Material supplied START

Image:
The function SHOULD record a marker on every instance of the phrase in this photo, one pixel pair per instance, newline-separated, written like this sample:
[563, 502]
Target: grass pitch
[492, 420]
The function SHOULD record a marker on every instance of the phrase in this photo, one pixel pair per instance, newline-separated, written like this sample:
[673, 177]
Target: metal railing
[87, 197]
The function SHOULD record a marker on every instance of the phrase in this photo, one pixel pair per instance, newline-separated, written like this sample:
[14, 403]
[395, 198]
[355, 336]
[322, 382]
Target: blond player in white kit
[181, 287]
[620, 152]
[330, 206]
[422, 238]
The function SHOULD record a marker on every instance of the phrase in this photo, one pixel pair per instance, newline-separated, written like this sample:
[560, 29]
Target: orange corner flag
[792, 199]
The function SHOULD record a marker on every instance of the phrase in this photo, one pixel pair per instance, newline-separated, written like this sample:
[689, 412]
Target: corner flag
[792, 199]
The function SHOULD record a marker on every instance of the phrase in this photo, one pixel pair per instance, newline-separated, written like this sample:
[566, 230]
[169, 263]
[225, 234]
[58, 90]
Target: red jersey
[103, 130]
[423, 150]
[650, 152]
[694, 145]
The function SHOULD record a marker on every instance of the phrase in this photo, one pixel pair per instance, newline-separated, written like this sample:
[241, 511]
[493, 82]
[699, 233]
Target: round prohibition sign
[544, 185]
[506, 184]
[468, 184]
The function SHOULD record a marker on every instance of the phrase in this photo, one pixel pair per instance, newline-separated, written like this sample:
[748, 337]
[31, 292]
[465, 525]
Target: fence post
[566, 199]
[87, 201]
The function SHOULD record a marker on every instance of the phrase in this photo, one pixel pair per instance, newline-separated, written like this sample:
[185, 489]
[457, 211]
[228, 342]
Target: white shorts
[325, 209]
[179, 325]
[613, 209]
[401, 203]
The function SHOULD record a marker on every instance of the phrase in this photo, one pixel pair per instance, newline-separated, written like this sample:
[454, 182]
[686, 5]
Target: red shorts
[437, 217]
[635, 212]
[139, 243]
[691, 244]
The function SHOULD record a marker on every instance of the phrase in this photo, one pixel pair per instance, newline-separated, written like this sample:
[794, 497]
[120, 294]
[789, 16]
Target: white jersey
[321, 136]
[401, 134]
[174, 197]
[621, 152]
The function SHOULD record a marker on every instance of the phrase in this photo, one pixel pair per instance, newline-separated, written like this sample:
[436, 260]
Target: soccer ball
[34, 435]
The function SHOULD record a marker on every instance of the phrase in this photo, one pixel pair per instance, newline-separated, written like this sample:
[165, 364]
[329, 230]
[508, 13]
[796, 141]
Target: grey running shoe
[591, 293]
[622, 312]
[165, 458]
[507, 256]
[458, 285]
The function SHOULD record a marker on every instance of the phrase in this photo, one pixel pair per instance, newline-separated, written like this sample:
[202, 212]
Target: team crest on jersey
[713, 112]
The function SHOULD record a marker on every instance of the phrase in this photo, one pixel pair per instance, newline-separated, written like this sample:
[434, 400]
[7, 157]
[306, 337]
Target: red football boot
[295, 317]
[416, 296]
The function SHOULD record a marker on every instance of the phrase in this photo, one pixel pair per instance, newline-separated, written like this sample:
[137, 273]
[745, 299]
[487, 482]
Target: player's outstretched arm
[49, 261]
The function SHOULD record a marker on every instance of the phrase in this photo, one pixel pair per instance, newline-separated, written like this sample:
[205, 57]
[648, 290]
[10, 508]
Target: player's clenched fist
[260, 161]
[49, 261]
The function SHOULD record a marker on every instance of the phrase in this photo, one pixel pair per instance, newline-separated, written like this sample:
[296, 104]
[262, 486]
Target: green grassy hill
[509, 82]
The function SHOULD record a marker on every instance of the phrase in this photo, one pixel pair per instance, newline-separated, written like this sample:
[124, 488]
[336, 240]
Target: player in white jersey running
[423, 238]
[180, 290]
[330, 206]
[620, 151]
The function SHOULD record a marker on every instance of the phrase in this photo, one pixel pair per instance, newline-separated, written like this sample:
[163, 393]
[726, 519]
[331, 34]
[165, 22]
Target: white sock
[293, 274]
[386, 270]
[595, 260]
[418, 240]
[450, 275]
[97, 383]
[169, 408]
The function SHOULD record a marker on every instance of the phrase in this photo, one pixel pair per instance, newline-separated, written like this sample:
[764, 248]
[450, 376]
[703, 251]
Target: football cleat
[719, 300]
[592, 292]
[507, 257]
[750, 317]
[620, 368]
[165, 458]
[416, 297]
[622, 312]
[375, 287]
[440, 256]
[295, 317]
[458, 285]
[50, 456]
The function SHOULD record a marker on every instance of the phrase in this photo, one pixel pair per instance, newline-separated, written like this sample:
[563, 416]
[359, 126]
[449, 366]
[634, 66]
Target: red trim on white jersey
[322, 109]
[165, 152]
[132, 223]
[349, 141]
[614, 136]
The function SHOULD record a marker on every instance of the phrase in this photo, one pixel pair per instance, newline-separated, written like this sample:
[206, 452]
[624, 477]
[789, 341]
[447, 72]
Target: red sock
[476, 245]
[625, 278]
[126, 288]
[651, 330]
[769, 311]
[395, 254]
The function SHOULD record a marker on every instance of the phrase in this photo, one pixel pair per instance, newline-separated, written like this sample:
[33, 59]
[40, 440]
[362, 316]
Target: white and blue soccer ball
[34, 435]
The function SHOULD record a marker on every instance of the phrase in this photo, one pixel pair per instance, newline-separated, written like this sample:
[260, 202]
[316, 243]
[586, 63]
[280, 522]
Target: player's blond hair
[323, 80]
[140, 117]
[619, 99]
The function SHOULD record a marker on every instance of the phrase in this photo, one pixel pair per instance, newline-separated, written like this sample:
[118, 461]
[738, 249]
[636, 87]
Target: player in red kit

Material supplied END

Your assignment
The material is to be given again in full and without variation.

Problem solution
Image:
The function SHOULD record a marker on every instance of the phrase in this photo, one pixel pair per instance, newline-separated, written like this sample:
[563, 502]
Target: grass pitch
[492, 420]
The function SHOULD record a marker on every instance of the phrase in this photo, one pixel pair per instance, newline-separated, written like this sample:
[673, 177]
Target: metal railing
[87, 197]
The function SHOULD record a marker on every instance of the phrase in this photo, one pixel pair per instance, newline-separated, written like this sample:
[14, 403]
[395, 198]
[355, 336]
[322, 382]
Target: blond player in white kit
[181, 287]
[620, 152]
[330, 206]
[422, 238]
The function SHOULD record a marker on every instance of the phrase in this photo, one pixel pair per instance, newline-separated, written like this sample:
[560, 29]
Target: orange corner flag
[792, 199]
The function SHOULD record a marker on every instance of the phrase in this photo, one pixel pair per instance, newline-separated, written like this sample:
[689, 412]
Target: corner flag
[792, 199]
The function SHOULD record a marker on every instance of the phrase in this photo, one pixel pair per instance, newline-separated, written like this sample:
[566, 230]
[169, 263]
[225, 234]
[58, 90]
Target: red jersey
[103, 130]
[423, 150]
[650, 152]
[694, 145]
The function SHOULD record a marker on every instance of the phrase in this photo, one pixel pair per instance, newline-separated, written like this sample:
[241, 511]
[493, 82]
[699, 233]
Target: round prohibition sign
[544, 185]
[506, 184]
[468, 184]
The function SHOULD record a marker on every instance of the phrase in this photo, one pixel pair per instance, newline-separated, written like this sample:
[748, 337]
[31, 292]
[465, 525]
Target: fence post
[566, 199]
[87, 201]
The function SHOULD record a marker on every instance of the phrase in this photo, one pixel pair per instance, newline-separated, written like this sample:
[185, 489]
[457, 211]
[228, 342]
Target: white shorts
[325, 209]
[179, 325]
[613, 209]
[401, 203]
The function SHOULD record a marker on every instance of the phrase in this photo, one pixel pair per instance, newline-separated, written like this sample:
[454, 182]
[686, 5]
Target: red shorts
[437, 217]
[635, 212]
[139, 243]
[691, 244]
The function SHOULD record a marker on every instance of the phrase in this photo, one pixel pair per instance, newline-separated, written like this sample:
[794, 497]
[120, 294]
[789, 16]
Target: white jersey
[321, 136]
[401, 134]
[174, 197]
[621, 152]
The function SHOULD record a marker on every instance of the phrase in this photo, one pixel pair per instance, newline-separated, written like this sample:
[436, 260]
Target: soccer ball
[34, 435]
The function SHOULD record a marker on every instance of the phrase in this photo, one pixel pair per instance, newline-separated, written like this sample:
[165, 364]
[329, 230]
[508, 13]
[796, 141]
Target: grey running shoe
[591, 293]
[622, 312]
[165, 458]
[507, 256]
[458, 285]
The function SHOULD record a marker on every instance of the phrase in this photo, one pixel pair per instance, newline-separated, written like this sample:
[202, 212]
Target: team crest on jersey
[713, 112]
The function SHOULD record a marker on every instance of the phrase in this photo, one pixel pair per instance, newline-separated, written like this sample:
[434, 400]
[7, 157]
[306, 337]
Target: red football boot
[295, 317]
[416, 296]
The function SHOULD record a marker on every instance of the phrase in this photo, one pixel pair per instance, newline-separated, written like this sample:
[137, 273]
[745, 299]
[487, 482]
Target: player's outstretched arm
[49, 261]
The function SHOULD record a marker on every instance of the phrase in this photo, one pixel pair per instance, newline-separated, written like this sample:
[205, 57]
[648, 290]
[10, 508]
Target: player's clenched fist
[260, 161]
[49, 261]
The function SHOULD record a marker on every instance of the phrase in this photo, one pixel pair per instance, newline-separated, written like this sample:
[296, 104]
[262, 486]
Target: green grassy hill
[509, 82]
The function SHOULD record a marker on every instance of the phrase in this photo, one pixel pair per instance, newline-separated, written like this sample:
[124, 488]
[336, 240]
Target: player in white jersey running
[423, 238]
[180, 290]
[330, 206]
[620, 151]
The function SHOULD record a marker on every instance of the phrase in this photo, one pixel pair per instance, newline-separated, written like this sample:
[163, 393]
[726, 519]
[331, 34]
[165, 22]
Target: white sock
[293, 274]
[386, 270]
[595, 260]
[418, 240]
[450, 275]
[97, 383]
[169, 408]
The function SHOULD record a marker on every instance of the phrase in this photo, one pixel pair per instance, newline-separated, written like this sample:
[764, 248]
[450, 376]
[703, 251]
Target: football cleat
[719, 300]
[592, 292]
[507, 257]
[750, 317]
[620, 368]
[165, 458]
[416, 297]
[622, 312]
[375, 287]
[440, 256]
[295, 317]
[458, 285]
[50, 456]
The function SHOULD record a marker on every instance of the phrase in this photo, one pixel pair per instance, newline-separated, written like this sample:
[563, 416]
[359, 126]
[449, 366]
[634, 66]
Target: red trim on white jersey
[322, 109]
[165, 152]
[132, 223]
[349, 141]
[614, 136]
The function SHOULD record a marker on every instance of the phrase in this photo, one pixel pair per instance, newline-separated, written like this sample:
[206, 452]
[624, 477]
[789, 341]
[447, 72]
Target: red sock
[476, 245]
[625, 278]
[126, 288]
[651, 330]
[769, 311]
[395, 254]
The function SHOULD record a marker on every instance of the phrase in this photo, one pixel pair per instance, newline-separated, written like this sample:
[33, 59]
[40, 440]
[362, 316]
Target: white and blue soccer ball
[34, 435]
The function SHOULD record a marker on every instance of the phrase in this photo, one pixel pair per instance, newline-separated, written like this sample:
[260, 202]
[316, 243]
[586, 63]
[280, 522]
Target: player's blond hair
[323, 80]
[140, 117]
[619, 99]
The function SHOULD record a marker on every instance of the phrase in this photo, one pixel pair per instance, newline-separated, written like this sample:
[118, 461]
[738, 249]
[636, 87]
Target: player in red kit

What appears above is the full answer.